━━ TASK MATERIAL ━━
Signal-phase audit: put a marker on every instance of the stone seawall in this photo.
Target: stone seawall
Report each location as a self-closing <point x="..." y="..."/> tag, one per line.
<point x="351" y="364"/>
━━━
━━ TASK MATERIAL ━━
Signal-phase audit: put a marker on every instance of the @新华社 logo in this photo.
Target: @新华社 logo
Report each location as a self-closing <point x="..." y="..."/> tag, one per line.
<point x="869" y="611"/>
━━━
━━ TASK MATERIAL ━━
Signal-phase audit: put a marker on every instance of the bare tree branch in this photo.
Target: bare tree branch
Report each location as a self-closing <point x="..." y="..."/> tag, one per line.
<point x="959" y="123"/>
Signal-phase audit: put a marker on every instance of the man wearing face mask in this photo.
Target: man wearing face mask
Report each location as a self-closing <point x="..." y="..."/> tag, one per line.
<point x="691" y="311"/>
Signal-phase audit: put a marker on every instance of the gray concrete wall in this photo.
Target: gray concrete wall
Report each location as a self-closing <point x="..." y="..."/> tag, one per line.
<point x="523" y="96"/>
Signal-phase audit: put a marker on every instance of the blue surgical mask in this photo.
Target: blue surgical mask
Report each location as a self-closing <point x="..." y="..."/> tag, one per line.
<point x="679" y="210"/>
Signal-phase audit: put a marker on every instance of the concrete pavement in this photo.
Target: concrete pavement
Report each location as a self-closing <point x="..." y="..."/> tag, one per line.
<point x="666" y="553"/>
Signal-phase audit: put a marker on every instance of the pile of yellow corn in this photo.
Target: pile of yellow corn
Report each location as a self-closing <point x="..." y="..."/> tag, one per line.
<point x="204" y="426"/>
━━━
THE REQUEST. List, word for word, each line in the records above that contains the string "face".

ANSWER TO THIS EXERCISE.
Signal-phase audit: put a marker on every instance of the man wearing face mask in this photo.
Target: man wearing face mask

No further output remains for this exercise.